Rewrite every line of the entries from the line containing "to the shoreline" through the line containing "pixel 160 204", inclusive and with the requests kept, adding 58 to each coordinate value in the answers.

[Location identification items]
■ ■ ■ ■

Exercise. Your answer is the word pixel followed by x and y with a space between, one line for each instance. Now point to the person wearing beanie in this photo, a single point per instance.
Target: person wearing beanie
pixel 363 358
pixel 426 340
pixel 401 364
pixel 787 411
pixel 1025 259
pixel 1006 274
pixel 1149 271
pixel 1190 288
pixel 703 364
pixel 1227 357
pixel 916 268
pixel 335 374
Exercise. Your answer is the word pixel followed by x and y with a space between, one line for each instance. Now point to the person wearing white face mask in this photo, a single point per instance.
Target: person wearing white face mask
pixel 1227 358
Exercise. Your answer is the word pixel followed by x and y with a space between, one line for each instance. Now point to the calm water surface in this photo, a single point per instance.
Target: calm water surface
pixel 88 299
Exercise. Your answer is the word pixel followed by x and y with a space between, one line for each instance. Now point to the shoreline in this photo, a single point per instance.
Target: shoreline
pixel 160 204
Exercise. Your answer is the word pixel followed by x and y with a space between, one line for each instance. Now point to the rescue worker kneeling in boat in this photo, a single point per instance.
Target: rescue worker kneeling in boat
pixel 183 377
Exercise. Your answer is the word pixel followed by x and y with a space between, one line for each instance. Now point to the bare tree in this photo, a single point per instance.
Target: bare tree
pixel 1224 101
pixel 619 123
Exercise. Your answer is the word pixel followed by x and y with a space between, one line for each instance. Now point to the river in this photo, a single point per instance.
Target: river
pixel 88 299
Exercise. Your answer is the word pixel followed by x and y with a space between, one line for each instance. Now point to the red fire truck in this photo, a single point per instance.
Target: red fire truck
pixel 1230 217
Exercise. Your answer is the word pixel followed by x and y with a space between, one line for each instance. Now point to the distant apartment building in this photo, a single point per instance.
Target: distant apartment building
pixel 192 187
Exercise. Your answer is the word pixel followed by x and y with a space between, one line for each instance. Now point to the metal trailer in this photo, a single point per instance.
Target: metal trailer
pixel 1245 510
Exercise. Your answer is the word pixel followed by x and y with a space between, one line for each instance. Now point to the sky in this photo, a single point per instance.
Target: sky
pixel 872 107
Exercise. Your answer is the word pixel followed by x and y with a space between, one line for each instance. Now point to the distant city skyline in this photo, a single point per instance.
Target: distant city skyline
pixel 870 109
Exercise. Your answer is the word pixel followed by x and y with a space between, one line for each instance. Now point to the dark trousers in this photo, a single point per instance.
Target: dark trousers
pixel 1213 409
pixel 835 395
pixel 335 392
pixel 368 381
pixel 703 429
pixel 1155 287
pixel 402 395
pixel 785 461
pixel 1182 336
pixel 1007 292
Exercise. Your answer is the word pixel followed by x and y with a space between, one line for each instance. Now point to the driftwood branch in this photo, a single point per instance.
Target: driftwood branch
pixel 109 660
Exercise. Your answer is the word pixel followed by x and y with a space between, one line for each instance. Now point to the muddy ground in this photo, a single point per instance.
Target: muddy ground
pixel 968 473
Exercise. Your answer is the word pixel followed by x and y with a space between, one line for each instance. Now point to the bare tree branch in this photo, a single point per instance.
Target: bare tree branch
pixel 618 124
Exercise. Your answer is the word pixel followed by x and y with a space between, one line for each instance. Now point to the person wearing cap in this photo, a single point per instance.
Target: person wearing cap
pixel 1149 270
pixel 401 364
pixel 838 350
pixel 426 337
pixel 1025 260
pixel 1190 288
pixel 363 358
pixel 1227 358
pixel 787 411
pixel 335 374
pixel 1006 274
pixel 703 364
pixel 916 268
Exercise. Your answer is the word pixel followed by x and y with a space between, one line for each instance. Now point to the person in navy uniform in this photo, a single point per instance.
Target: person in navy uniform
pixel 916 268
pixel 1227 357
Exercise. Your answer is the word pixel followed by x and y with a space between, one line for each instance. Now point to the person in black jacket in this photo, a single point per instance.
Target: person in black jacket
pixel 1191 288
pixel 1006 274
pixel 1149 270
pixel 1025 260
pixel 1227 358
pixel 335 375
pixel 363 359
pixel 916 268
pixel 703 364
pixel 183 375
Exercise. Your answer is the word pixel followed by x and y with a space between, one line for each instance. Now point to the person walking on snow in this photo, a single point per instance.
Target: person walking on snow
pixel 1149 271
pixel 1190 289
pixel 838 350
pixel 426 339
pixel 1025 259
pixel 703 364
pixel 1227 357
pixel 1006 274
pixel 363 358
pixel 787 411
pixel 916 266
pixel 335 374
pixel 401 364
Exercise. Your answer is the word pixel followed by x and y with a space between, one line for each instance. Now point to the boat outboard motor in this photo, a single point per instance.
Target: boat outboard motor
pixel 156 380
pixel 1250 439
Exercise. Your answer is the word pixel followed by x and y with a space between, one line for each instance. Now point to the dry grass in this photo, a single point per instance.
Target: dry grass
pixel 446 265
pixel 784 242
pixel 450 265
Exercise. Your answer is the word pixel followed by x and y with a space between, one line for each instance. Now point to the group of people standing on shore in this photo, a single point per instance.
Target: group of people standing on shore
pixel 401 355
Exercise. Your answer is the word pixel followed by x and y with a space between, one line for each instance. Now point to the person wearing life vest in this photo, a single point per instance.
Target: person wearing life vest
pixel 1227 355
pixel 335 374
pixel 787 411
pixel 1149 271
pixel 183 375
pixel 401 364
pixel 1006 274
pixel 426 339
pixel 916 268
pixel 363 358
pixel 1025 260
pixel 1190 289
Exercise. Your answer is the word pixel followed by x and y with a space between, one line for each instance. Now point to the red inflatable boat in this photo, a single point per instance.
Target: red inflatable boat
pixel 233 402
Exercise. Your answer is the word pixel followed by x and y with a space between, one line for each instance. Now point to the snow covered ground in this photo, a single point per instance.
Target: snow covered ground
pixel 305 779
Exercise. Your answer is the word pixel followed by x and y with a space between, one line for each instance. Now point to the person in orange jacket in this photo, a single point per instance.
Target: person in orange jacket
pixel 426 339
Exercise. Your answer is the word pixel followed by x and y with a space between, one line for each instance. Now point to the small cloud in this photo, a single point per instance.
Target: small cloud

■ ■ ■ ■

▶ [RESULT FOR THIS TASK]
Exercise. Your answer is the word pixel followed by x and y with a space between, one line for each instance. Now point to the shoreline in this photo, a single point per instance.
Target: shoreline
pixel 218 262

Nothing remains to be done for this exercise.